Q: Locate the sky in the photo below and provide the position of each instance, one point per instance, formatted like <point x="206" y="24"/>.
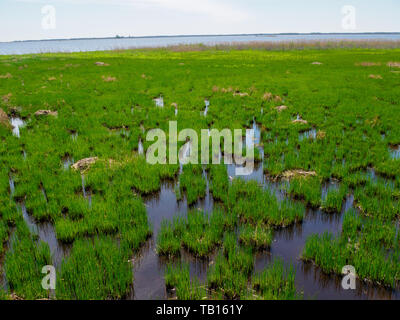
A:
<point x="25" y="20"/>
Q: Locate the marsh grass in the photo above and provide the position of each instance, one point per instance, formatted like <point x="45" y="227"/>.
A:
<point x="358" y="116"/>
<point x="192" y="183"/>
<point x="370" y="246"/>
<point x="178" y="277"/>
<point x="260" y="206"/>
<point x="23" y="265"/>
<point x="198" y="233"/>
<point x="276" y="282"/>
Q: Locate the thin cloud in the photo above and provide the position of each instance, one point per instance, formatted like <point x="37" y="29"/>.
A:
<point x="212" y="8"/>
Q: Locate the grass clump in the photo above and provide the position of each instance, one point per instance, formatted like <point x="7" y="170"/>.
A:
<point x="95" y="270"/>
<point x="276" y="282"/>
<point x="178" y="277"/>
<point x="193" y="183"/>
<point x="258" y="237"/>
<point x="257" y="206"/>
<point x="24" y="263"/>
<point x="199" y="233"/>
<point x="369" y="245"/>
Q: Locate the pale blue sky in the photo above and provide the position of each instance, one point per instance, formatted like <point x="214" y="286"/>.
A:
<point x="22" y="19"/>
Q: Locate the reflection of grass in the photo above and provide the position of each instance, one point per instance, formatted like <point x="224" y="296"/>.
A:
<point x="95" y="270"/>
<point x="255" y="205"/>
<point x="198" y="233"/>
<point x="193" y="183"/>
<point x="24" y="264"/>
<point x="178" y="277"/>
<point x="369" y="245"/>
<point x="257" y="237"/>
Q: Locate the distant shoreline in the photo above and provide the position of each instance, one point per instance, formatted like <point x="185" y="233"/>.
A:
<point x="215" y="35"/>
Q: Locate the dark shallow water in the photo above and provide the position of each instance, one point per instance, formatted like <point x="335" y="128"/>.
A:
<point x="78" y="45"/>
<point x="288" y="244"/>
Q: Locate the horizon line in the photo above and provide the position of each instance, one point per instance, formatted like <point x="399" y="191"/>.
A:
<point x="208" y="35"/>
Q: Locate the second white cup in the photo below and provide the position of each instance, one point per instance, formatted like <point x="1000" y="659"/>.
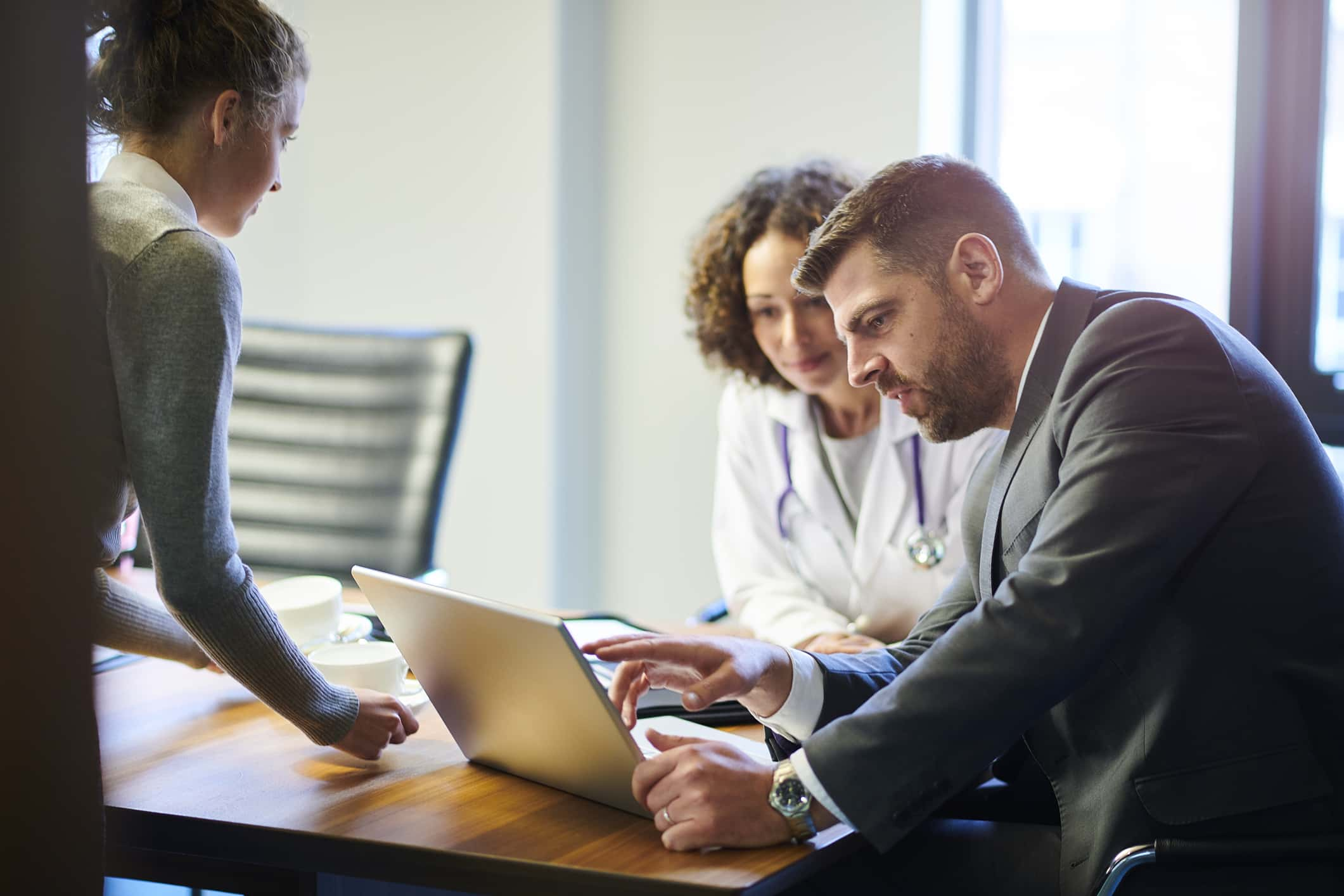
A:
<point x="376" y="665"/>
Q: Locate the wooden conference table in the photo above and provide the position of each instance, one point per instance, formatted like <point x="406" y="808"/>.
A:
<point x="205" y="786"/>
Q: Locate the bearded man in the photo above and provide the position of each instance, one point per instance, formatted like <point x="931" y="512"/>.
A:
<point x="1155" y="596"/>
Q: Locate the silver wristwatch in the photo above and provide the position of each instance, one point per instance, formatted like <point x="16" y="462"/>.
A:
<point x="791" y="798"/>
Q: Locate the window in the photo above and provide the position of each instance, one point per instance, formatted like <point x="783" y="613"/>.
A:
<point x="101" y="147"/>
<point x="1329" y="310"/>
<point x="1194" y="148"/>
<point x="1112" y="129"/>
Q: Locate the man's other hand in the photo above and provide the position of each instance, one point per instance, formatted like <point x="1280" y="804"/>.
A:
<point x="707" y="793"/>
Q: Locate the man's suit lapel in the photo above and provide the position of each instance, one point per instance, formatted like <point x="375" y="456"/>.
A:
<point x="1068" y="316"/>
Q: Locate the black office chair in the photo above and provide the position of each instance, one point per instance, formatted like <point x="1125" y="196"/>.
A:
<point x="1222" y="852"/>
<point x="339" y="444"/>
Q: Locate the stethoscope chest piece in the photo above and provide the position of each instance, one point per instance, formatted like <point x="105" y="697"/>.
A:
<point x="925" y="550"/>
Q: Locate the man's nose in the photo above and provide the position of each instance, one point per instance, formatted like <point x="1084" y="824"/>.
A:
<point x="864" y="367"/>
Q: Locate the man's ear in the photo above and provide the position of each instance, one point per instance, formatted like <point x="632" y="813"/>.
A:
<point x="975" y="269"/>
<point x="225" y="117"/>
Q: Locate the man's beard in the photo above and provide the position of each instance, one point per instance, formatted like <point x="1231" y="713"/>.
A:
<point x="967" y="385"/>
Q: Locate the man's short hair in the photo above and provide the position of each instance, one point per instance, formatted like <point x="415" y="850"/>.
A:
<point x="913" y="213"/>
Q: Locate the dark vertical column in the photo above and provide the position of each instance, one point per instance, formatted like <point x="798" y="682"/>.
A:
<point x="581" y="234"/>
<point x="49" y="748"/>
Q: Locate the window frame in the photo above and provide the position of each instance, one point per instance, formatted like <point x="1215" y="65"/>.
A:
<point x="1276" y="182"/>
<point x="1277" y="196"/>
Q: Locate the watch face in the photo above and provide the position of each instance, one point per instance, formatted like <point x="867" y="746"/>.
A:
<point x="791" y="794"/>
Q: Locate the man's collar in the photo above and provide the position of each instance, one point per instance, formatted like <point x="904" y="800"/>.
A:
<point x="1035" y="344"/>
<point x="147" y="172"/>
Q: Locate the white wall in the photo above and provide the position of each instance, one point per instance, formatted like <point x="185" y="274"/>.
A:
<point x="421" y="194"/>
<point x="701" y="94"/>
<point x="425" y="188"/>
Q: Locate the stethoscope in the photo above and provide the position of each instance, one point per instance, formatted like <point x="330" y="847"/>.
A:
<point x="925" y="548"/>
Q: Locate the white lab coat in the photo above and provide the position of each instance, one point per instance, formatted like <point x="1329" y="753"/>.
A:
<point x="845" y="574"/>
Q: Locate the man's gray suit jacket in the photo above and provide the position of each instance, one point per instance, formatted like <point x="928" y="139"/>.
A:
<point x="1158" y="608"/>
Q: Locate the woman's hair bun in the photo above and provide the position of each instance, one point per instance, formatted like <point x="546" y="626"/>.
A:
<point x="162" y="55"/>
<point x="129" y="16"/>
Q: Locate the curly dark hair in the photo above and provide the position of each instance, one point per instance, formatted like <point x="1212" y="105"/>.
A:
<point x="788" y="200"/>
<point x="162" y="55"/>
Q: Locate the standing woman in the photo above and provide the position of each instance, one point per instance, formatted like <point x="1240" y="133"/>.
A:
<point x="835" y="523"/>
<point x="203" y="96"/>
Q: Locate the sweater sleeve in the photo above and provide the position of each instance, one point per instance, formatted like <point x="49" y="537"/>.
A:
<point x="127" y="621"/>
<point x="174" y="335"/>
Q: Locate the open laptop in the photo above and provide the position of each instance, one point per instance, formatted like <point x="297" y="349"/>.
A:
<point x="516" y="693"/>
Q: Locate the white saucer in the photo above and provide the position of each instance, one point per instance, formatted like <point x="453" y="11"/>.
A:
<point x="352" y="628"/>
<point x="414" y="700"/>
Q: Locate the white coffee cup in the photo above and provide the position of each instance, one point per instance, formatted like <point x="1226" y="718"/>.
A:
<point x="308" y="606"/>
<point x="376" y="665"/>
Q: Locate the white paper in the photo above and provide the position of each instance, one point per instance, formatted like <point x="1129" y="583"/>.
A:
<point x="687" y="729"/>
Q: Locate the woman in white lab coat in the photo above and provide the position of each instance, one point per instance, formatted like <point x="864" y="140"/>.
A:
<point x="835" y="523"/>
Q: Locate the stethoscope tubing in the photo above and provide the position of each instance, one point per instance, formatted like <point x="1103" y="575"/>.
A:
<point x="928" y="547"/>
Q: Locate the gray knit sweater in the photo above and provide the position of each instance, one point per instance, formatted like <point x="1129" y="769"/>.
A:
<point x="172" y="301"/>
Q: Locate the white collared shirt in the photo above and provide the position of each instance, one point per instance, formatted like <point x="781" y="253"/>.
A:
<point x="802" y="710"/>
<point x="131" y="167"/>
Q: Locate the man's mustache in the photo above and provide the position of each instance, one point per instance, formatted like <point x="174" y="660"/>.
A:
<point x="890" y="381"/>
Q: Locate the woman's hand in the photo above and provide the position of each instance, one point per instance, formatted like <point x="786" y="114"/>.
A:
<point x="840" y="643"/>
<point x="382" y="719"/>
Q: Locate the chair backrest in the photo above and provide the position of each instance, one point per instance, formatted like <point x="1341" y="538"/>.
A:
<point x="339" y="445"/>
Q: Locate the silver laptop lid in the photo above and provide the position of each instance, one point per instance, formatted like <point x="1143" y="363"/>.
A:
<point x="511" y="686"/>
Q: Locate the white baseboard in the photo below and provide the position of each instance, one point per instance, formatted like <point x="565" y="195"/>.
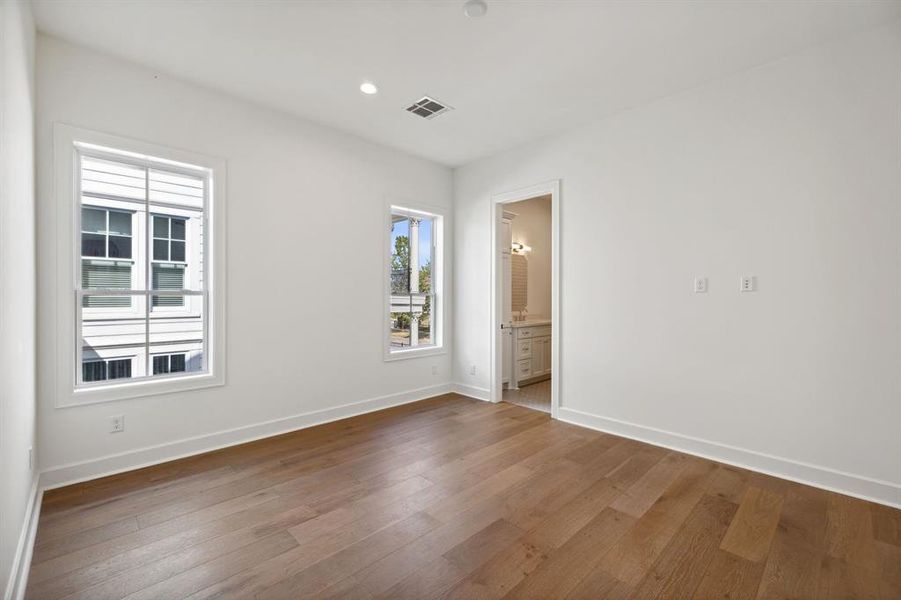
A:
<point x="68" y="474"/>
<point x="18" y="576"/>
<point x="874" y="490"/>
<point x="472" y="391"/>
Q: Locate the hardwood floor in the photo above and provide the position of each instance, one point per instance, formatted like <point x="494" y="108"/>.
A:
<point x="536" y="396"/>
<point x="455" y="498"/>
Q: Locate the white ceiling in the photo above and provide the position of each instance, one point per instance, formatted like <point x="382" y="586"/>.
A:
<point x="526" y="70"/>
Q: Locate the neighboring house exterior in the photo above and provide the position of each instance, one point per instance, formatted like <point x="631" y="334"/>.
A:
<point x="141" y="228"/>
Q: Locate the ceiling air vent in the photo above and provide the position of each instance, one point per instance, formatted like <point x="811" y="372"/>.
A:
<point x="428" y="108"/>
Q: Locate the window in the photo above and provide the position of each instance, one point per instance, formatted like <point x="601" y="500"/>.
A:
<point x="142" y="285"/>
<point x="169" y="264"/>
<point x="169" y="363"/>
<point x="106" y="252"/>
<point x="414" y="254"/>
<point x="102" y="370"/>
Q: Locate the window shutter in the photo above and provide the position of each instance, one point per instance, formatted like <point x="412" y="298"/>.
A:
<point x="105" y="275"/>
<point x="168" y="277"/>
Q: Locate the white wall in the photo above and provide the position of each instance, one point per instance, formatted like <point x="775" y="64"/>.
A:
<point x="305" y="280"/>
<point x="790" y="172"/>
<point x="17" y="279"/>
<point x="532" y="227"/>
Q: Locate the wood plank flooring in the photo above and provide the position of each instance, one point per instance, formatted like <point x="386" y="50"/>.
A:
<point x="455" y="498"/>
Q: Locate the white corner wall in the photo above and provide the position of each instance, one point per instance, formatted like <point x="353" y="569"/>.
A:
<point x="790" y="172"/>
<point x="305" y="281"/>
<point x="17" y="293"/>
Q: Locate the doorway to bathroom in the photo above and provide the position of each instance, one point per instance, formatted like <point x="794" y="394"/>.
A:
<point x="525" y="307"/>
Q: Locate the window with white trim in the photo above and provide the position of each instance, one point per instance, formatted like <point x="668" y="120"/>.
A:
<point x="140" y="271"/>
<point x="415" y="299"/>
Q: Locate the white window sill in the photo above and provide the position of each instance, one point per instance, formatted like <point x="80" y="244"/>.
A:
<point x="413" y="353"/>
<point x="139" y="389"/>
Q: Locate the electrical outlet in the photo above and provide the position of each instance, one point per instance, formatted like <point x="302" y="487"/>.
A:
<point x="117" y="424"/>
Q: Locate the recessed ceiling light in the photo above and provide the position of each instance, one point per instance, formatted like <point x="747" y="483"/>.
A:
<point x="475" y="8"/>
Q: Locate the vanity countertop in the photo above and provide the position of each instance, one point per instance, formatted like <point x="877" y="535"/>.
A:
<point x="531" y="323"/>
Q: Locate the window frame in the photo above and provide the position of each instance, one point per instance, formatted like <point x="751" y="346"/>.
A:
<point x="440" y="219"/>
<point x="69" y="143"/>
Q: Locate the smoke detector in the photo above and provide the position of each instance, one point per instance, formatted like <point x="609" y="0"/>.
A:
<point x="428" y="108"/>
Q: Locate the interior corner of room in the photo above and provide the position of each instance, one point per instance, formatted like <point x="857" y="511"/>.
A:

*Challenge*
Quote every line from the line containing "Q: Locate the smoke" through the closing line of the listing, including both.

*Problem solution*
Q: Locate the smoke detector in the photo above and provide the position of each instance, one point per instance, formatted like <point x="609" y="0"/>.
A:
<point x="428" y="108"/>
Q: Locate the interior corner of room in the photo above and provide the position of each instance, one point per instance, formatted like <point x="857" y="511"/>.
A:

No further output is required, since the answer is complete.